▸ Task instructions:
Reproduce only the items from the line with "Query: canted corner panel" up to and including the line with "67 111 L 89", keeping every request and format sample as it stands. In the answer outlines, multiply each coordinate by 1.1 and round to a whole number, with halves rounded up.

▸ Data:
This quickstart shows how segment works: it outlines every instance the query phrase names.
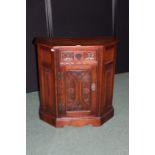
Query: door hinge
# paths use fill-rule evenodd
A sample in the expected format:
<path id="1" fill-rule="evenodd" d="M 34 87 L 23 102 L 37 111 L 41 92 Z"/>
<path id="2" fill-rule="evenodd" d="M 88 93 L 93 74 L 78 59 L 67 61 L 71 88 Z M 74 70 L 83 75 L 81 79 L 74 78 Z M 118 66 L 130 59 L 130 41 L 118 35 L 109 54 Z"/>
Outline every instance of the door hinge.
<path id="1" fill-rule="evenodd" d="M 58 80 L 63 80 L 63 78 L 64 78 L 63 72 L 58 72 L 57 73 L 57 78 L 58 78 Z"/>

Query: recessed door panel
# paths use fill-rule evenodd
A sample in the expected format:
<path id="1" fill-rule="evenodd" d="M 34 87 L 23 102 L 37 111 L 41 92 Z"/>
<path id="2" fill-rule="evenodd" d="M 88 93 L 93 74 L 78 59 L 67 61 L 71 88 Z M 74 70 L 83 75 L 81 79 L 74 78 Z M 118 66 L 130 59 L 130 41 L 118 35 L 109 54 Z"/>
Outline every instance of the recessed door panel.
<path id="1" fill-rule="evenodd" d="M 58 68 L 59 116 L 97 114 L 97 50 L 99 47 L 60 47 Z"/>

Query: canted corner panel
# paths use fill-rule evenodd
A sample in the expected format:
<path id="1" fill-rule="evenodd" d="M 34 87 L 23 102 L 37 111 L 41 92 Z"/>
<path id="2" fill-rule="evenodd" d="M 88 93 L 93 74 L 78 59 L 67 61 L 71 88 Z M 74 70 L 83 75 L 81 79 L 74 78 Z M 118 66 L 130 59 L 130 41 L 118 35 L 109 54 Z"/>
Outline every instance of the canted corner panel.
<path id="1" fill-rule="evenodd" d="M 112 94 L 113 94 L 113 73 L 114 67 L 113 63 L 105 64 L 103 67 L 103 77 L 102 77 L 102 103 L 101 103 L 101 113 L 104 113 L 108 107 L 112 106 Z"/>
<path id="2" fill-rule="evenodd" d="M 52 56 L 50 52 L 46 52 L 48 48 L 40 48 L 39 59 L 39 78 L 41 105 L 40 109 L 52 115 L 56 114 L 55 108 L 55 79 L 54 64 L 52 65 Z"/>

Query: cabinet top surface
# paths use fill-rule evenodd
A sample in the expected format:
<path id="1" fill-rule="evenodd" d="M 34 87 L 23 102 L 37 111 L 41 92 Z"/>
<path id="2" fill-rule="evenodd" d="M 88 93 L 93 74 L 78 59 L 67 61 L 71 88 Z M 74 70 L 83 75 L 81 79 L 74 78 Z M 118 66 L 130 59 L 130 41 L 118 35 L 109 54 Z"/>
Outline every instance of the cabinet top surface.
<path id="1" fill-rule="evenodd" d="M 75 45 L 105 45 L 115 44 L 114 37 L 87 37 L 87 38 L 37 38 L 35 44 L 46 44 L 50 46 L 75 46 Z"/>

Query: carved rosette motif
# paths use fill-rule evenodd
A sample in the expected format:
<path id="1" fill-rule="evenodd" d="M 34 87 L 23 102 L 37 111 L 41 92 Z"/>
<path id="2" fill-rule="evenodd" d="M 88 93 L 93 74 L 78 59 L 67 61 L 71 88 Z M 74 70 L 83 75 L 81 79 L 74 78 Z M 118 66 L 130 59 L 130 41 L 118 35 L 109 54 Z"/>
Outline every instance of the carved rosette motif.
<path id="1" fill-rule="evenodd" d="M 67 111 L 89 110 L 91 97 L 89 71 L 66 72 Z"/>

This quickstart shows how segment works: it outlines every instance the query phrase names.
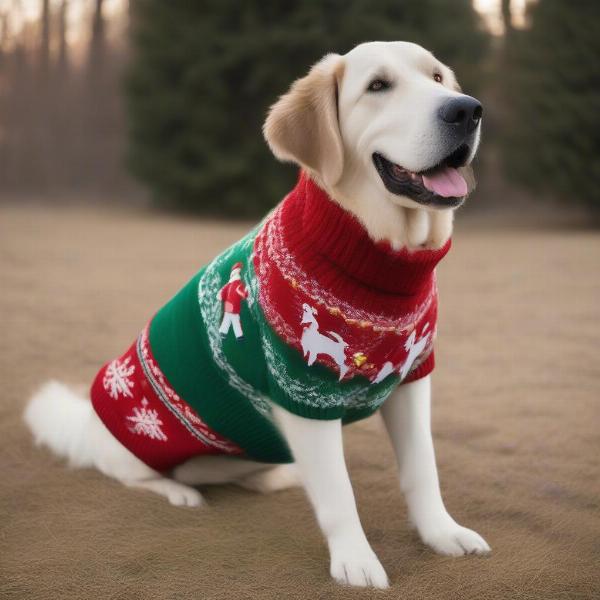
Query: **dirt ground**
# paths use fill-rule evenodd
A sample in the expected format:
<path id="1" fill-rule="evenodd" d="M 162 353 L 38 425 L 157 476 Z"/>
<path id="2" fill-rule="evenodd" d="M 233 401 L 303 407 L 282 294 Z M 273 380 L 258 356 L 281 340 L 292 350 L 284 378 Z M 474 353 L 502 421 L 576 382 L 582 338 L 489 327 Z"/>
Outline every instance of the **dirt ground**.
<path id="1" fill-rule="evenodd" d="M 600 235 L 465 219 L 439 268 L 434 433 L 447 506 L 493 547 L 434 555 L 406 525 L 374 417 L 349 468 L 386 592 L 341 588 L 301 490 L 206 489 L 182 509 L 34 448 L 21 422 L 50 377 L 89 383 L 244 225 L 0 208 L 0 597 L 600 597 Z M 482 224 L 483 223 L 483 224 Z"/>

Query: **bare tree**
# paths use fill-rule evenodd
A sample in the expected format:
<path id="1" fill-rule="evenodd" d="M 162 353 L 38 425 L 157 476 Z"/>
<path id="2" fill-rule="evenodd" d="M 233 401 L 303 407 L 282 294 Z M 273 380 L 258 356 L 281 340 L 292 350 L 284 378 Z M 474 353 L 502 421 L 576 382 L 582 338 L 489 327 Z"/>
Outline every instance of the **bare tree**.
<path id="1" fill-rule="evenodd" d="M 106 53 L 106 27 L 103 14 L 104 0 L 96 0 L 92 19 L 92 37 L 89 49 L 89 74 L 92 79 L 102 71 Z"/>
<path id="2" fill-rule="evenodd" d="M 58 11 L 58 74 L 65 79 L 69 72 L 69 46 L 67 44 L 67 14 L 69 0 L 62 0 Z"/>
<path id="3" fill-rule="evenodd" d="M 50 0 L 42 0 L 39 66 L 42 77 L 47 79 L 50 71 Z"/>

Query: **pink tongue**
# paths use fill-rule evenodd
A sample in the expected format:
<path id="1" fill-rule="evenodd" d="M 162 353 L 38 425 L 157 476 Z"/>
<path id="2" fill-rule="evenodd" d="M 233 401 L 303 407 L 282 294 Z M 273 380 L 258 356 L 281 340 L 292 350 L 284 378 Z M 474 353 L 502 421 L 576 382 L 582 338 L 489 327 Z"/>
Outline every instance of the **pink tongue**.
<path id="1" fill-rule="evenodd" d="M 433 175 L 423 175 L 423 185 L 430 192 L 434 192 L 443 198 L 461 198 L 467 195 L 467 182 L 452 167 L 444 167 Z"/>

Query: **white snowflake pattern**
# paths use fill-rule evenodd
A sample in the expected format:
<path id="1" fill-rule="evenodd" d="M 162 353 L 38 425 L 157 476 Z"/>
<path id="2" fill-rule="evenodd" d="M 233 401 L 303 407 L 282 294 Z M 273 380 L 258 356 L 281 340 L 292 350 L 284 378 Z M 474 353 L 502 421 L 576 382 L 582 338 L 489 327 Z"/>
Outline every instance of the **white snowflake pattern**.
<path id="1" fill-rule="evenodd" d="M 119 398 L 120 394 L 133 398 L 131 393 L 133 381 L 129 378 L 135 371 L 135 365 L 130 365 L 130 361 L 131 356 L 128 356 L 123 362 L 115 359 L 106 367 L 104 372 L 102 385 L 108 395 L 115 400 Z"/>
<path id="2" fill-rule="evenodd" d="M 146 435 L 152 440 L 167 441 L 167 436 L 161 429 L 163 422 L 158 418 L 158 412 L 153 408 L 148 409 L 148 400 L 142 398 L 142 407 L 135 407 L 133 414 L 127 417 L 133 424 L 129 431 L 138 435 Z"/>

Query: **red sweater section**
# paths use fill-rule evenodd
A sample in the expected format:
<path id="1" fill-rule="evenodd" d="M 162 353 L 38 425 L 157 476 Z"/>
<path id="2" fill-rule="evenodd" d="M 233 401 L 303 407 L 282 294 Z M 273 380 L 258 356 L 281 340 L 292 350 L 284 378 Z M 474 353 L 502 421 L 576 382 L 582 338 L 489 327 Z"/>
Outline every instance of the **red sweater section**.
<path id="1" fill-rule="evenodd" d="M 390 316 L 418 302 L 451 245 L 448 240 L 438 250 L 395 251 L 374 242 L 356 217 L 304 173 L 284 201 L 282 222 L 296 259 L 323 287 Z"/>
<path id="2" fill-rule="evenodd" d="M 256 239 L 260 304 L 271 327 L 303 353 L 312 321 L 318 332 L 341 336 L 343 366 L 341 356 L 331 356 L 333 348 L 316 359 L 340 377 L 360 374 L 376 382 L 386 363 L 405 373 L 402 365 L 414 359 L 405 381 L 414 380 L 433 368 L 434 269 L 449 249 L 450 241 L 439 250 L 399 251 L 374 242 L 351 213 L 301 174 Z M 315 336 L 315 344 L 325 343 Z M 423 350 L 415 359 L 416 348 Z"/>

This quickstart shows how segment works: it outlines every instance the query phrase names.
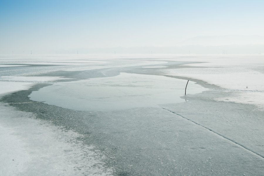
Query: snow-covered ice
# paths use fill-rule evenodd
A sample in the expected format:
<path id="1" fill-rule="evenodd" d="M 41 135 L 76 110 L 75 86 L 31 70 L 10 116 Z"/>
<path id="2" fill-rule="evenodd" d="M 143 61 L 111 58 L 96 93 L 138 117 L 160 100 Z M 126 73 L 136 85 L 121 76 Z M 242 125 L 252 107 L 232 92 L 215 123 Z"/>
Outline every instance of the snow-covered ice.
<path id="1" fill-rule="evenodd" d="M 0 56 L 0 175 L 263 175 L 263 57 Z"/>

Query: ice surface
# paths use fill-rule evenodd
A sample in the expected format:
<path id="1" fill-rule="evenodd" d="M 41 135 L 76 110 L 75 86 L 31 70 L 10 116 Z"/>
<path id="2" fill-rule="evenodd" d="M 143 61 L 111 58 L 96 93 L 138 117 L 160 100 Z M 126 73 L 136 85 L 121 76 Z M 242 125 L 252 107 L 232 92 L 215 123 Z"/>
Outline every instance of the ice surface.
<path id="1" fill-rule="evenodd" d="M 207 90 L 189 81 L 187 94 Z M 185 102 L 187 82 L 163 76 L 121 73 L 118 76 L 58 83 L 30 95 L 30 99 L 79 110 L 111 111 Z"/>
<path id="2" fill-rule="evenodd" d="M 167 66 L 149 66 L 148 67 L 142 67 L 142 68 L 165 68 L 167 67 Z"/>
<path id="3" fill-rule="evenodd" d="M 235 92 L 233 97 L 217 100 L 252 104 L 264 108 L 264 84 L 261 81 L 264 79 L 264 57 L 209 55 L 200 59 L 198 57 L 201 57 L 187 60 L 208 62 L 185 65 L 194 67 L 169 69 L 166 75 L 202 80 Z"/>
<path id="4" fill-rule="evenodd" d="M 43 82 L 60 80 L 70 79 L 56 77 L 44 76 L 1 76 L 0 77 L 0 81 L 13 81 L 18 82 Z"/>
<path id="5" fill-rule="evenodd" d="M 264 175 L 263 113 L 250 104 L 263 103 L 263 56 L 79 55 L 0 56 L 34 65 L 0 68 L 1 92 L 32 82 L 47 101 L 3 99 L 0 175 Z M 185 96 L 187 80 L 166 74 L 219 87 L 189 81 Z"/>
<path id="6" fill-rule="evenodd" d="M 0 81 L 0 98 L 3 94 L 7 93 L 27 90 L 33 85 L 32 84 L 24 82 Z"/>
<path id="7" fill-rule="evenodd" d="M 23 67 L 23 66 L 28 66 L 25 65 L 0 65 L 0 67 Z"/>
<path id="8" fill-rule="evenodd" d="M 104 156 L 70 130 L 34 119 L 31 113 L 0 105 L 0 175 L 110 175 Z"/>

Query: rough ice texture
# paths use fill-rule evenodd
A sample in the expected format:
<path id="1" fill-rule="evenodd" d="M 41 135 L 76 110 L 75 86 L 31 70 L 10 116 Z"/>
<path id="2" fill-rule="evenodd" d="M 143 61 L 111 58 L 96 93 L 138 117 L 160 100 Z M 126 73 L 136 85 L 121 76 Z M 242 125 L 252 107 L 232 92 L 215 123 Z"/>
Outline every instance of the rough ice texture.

* * *

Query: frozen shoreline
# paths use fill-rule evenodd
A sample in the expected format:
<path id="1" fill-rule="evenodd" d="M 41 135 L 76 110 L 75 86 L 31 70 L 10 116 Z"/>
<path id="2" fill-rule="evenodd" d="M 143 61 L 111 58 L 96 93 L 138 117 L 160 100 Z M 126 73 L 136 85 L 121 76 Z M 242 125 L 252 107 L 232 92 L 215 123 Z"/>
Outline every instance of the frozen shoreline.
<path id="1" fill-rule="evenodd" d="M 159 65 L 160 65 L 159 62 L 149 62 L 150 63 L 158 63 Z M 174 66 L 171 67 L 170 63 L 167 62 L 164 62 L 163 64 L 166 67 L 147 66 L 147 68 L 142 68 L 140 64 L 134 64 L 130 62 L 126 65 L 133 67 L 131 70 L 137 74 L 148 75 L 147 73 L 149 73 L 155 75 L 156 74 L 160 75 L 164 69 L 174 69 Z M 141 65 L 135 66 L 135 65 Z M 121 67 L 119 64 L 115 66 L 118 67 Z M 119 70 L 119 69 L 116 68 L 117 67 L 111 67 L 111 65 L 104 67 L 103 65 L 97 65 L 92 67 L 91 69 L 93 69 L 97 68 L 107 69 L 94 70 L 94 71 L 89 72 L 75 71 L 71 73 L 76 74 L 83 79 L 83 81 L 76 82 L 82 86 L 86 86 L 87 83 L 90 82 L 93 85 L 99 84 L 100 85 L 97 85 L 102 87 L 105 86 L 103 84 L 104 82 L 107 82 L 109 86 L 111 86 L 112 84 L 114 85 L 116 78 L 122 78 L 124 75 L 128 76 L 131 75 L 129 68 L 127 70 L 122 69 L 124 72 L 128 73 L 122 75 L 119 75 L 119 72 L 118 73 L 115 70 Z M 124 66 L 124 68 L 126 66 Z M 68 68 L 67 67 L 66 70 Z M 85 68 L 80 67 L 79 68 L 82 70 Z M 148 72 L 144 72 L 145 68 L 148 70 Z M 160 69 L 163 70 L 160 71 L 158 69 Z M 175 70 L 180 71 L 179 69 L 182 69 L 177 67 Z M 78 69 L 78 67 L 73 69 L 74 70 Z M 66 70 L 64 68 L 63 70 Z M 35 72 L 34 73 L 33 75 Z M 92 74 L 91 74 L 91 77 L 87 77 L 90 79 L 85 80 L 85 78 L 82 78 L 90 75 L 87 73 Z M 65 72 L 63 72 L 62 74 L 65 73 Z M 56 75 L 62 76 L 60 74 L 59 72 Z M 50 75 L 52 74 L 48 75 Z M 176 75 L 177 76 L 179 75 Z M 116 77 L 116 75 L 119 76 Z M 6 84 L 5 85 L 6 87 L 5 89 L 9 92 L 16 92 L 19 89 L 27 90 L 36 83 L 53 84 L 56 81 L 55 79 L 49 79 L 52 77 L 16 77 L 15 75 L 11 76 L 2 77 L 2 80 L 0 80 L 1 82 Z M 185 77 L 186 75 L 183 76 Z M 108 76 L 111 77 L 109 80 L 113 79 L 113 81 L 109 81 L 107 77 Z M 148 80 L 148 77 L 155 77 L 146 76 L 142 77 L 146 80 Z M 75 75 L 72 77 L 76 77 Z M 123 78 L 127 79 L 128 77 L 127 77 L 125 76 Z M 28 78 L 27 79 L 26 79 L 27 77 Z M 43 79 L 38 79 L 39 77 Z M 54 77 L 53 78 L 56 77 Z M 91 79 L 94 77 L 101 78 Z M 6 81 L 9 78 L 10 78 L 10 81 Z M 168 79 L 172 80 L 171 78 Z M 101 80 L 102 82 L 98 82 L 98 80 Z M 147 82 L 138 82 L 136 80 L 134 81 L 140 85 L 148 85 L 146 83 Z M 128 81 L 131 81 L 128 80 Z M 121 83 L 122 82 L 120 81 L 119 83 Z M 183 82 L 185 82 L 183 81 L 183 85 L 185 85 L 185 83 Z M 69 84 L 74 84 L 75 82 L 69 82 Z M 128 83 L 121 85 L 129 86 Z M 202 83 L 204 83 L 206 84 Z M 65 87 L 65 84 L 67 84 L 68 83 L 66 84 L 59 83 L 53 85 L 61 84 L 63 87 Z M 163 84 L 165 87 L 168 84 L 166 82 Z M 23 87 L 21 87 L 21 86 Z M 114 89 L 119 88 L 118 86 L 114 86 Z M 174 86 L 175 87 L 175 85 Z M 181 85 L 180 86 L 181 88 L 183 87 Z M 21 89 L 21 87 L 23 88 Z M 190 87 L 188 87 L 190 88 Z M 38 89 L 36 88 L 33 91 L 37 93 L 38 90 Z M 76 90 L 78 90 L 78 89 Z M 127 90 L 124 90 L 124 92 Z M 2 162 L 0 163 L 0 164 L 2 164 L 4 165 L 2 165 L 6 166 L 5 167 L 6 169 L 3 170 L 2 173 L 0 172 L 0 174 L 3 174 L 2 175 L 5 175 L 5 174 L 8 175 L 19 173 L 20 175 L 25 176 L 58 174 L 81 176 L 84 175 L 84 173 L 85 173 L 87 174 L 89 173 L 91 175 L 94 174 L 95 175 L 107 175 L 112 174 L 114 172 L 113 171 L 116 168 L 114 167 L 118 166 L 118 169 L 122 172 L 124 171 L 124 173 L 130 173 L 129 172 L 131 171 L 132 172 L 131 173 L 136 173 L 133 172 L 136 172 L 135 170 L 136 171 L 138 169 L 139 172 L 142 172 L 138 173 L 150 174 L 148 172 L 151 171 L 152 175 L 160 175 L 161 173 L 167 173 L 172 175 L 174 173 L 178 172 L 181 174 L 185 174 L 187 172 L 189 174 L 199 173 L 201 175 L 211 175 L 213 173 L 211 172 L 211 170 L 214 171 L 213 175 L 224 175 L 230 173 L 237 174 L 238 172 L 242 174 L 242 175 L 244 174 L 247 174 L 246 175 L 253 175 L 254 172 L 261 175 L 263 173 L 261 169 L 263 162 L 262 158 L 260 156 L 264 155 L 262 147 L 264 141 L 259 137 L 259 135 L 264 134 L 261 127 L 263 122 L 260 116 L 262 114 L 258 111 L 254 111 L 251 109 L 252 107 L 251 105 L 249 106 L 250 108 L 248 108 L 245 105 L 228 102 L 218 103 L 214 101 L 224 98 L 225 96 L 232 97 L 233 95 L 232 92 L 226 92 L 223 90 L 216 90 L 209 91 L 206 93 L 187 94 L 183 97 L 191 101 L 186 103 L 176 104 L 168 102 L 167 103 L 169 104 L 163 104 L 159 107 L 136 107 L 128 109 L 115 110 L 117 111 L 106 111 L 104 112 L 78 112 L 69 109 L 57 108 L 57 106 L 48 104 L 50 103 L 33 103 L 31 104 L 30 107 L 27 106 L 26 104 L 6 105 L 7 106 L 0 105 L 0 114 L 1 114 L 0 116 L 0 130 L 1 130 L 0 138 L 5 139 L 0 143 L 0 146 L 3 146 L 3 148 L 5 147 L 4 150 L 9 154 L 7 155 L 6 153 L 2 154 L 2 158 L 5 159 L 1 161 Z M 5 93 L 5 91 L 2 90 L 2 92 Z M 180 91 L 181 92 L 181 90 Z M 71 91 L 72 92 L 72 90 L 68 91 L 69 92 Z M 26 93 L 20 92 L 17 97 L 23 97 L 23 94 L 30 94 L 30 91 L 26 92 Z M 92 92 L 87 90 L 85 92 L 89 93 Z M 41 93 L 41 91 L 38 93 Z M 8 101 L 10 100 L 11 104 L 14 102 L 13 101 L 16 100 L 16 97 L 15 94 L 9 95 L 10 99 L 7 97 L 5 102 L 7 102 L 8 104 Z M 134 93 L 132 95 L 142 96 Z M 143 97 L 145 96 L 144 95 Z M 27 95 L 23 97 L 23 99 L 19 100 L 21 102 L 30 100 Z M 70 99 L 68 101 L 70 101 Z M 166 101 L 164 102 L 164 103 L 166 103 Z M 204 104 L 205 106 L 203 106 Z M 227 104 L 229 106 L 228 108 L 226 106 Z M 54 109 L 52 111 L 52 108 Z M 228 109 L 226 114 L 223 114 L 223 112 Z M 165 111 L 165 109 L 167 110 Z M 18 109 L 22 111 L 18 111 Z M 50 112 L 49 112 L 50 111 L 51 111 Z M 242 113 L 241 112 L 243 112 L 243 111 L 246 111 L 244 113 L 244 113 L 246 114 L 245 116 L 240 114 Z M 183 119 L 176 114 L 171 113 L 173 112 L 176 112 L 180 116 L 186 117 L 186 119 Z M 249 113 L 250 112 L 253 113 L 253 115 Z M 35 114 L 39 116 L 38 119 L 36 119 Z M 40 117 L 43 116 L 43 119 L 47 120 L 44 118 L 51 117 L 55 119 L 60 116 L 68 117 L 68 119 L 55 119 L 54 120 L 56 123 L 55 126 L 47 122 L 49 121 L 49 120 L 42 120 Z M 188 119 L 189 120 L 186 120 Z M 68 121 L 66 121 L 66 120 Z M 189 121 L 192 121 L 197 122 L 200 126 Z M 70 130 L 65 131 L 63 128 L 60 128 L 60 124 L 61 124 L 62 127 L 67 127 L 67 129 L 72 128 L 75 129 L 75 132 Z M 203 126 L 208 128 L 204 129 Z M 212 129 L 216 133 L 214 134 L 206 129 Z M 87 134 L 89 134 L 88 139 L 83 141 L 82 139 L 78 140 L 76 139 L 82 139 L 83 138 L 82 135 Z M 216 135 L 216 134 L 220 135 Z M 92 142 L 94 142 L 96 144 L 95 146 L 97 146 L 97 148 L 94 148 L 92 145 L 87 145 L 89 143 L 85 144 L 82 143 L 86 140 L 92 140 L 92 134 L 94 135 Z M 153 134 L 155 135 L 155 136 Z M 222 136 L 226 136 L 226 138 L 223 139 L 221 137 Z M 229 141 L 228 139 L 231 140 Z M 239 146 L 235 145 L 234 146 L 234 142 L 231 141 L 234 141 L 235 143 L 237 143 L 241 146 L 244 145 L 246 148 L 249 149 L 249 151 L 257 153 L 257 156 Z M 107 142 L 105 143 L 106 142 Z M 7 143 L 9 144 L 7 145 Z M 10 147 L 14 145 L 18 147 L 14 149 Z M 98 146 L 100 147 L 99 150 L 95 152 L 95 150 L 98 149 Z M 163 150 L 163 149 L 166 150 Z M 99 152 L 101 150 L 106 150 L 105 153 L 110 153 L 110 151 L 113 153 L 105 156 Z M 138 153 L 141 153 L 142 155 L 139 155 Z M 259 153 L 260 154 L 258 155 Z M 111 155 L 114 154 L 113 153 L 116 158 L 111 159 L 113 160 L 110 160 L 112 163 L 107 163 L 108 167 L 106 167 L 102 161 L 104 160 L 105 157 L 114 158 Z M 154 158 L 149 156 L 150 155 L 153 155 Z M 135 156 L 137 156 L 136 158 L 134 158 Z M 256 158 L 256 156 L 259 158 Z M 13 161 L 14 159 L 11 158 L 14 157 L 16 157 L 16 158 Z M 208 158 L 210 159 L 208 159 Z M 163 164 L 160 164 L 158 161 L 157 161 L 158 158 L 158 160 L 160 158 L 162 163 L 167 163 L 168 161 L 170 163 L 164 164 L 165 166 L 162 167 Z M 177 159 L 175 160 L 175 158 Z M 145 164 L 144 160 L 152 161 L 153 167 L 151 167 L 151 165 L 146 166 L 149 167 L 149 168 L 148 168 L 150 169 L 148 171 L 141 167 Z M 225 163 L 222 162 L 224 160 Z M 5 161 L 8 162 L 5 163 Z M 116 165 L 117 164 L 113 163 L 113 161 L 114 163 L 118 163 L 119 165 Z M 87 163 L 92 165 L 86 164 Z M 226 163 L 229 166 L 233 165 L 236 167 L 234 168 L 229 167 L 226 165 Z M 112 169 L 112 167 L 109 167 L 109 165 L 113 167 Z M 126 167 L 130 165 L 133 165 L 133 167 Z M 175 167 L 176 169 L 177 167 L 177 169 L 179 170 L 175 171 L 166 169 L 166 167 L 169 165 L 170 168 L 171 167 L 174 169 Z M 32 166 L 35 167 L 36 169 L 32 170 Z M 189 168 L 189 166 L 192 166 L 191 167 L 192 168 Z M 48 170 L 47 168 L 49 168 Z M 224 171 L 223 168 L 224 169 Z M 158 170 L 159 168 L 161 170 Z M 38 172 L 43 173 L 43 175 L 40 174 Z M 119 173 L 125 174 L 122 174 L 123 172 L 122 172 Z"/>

▸ Written solution:
Query: canted corner panel
# paths use fill-rule evenodd
A sample in the expected format:
<path id="1" fill-rule="evenodd" d="M 34 87 L 23 102 L 37 111 L 41 92 Z"/>
<path id="2" fill-rule="evenodd" d="M 88 93 L 93 74 L 78 59 L 67 61 L 71 88 Z M 74 70 L 83 75 L 81 79 L 74 78 Z M 118 66 L 130 59 L 130 41 L 118 35 L 109 54 Z"/>
Outline every instance of the canted corner panel.
<path id="1" fill-rule="evenodd" d="M 123 103 L 124 103 L 124 80 L 125 74 L 124 69 L 116 70 L 113 74 L 113 85 L 112 85 L 112 113 L 111 113 L 111 124 L 114 124 L 119 118 L 123 117 Z"/>
<path id="2" fill-rule="evenodd" d="M 57 62 L 55 57 L 51 57 L 53 53 L 44 53 L 43 65 L 43 86 L 45 116 L 44 120 L 57 127 L 62 125 L 61 119 L 61 87 L 59 70 L 57 72 Z"/>

Query: cabinet top surface
# paths use fill-rule evenodd
A sample in the expected format:
<path id="1" fill-rule="evenodd" d="M 34 87 L 23 102 L 37 111 L 41 92 Z"/>
<path id="2" fill-rule="evenodd" d="M 88 93 L 93 74 L 78 59 L 67 61 L 71 88 Z M 74 70 L 83 75 L 81 79 L 74 78 Z M 118 66 L 130 59 L 130 41 L 118 35 L 109 54 Z"/>
Outline every instance of the cabinet top surface.
<path id="1" fill-rule="evenodd" d="M 83 50 L 116 50 L 127 48 L 125 41 L 96 41 L 96 42 L 41 42 L 39 48 L 51 48 L 55 51 L 83 51 Z"/>

Query: carved rosette motif
# paths use fill-rule evenodd
A sample in the expected format:
<path id="1" fill-rule="evenodd" d="M 34 87 L 23 102 L 37 111 L 41 92 Z"/>
<path id="2" fill-rule="evenodd" d="M 88 93 L 93 74 L 78 59 L 67 61 L 71 88 Z M 74 70 L 83 75 L 81 79 L 74 78 Z M 118 66 L 130 59 L 130 41 L 118 35 L 109 54 Z"/>
Outline every instance of the carved rosette motif.
<path id="1" fill-rule="evenodd" d="M 74 122 L 98 121 L 100 107 L 98 78 L 73 79 Z"/>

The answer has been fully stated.